Copy the lines from the start down through the one that has "<point>325,384</point>", requests included. In the answers, scale each coordinate by 2.5 and round it to a whole number, with halves rounding up.

___ Entries shown

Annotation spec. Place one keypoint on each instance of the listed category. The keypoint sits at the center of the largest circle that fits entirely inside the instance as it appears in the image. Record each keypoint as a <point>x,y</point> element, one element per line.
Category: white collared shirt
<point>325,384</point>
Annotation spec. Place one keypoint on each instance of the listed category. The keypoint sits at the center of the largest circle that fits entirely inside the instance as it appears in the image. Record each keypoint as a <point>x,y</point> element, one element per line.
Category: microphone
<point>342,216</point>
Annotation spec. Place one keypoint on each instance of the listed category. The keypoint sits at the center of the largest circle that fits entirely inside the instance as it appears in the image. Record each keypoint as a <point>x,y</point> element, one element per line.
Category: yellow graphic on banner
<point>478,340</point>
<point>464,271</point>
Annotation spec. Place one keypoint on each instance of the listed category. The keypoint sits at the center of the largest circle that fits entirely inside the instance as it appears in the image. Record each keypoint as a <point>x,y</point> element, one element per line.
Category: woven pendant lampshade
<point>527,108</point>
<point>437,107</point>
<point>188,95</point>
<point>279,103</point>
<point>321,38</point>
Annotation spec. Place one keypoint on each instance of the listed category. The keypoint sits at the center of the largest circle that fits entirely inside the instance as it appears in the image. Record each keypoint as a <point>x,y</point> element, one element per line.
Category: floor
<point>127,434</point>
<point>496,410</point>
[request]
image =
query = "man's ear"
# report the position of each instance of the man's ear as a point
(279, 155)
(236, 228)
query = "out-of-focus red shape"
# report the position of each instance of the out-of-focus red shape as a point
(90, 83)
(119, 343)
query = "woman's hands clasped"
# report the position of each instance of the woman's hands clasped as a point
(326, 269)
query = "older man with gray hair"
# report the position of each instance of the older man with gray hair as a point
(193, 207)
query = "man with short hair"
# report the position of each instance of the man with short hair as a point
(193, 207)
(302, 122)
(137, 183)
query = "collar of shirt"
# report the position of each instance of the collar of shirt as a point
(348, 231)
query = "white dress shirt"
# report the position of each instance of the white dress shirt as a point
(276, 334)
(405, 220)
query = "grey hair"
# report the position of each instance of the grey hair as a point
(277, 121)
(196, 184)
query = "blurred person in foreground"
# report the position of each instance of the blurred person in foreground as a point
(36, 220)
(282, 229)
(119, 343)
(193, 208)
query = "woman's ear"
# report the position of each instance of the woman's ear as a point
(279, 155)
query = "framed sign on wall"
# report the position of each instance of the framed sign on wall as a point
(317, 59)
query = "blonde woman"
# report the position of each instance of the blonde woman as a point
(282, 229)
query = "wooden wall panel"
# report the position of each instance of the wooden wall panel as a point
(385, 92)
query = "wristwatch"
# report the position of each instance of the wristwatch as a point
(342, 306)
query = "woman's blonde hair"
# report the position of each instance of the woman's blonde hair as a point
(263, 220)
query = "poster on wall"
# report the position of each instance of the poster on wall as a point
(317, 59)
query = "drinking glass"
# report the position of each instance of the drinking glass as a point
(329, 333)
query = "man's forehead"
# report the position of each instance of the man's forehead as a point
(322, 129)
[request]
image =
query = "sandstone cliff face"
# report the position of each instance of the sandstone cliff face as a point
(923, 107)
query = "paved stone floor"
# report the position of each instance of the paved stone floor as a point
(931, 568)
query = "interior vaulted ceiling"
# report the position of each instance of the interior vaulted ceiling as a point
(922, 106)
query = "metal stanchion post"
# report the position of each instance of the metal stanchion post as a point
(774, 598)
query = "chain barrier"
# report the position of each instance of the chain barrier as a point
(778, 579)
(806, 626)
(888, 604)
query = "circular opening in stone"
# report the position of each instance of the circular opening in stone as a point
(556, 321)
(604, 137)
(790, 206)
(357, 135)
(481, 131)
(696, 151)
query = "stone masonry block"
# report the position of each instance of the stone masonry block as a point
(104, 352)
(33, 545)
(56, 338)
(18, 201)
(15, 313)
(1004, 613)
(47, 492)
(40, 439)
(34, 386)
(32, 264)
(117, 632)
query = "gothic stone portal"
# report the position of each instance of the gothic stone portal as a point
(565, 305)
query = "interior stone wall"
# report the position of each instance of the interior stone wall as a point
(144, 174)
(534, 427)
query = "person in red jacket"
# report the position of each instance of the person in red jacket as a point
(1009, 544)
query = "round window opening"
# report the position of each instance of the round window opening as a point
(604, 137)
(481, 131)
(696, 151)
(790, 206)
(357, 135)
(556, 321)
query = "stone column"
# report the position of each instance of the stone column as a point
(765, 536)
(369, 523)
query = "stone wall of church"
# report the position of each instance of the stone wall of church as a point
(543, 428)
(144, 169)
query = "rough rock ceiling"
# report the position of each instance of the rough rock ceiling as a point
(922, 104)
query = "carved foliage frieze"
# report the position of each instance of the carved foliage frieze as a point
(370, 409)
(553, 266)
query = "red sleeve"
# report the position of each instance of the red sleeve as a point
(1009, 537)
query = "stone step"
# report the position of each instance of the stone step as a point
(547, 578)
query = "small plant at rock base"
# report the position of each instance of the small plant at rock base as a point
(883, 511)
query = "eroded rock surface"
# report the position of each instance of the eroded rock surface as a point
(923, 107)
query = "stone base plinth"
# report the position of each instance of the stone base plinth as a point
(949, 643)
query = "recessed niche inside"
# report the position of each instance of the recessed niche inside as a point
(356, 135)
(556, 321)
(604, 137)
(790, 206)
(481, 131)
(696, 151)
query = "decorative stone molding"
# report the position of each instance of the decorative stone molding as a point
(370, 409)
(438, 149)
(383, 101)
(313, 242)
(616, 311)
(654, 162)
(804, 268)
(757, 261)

______

- Correct answer
Annotation spec. Place one keypoint on each instance of the listed category. The keypoint sits at the center of the largest circle that fits entirely inside the instance as it appears in the image. Record each keypoint as a <point>x,y</point> element, one element per line.
Category: white collared shirt
<point>813,960</point>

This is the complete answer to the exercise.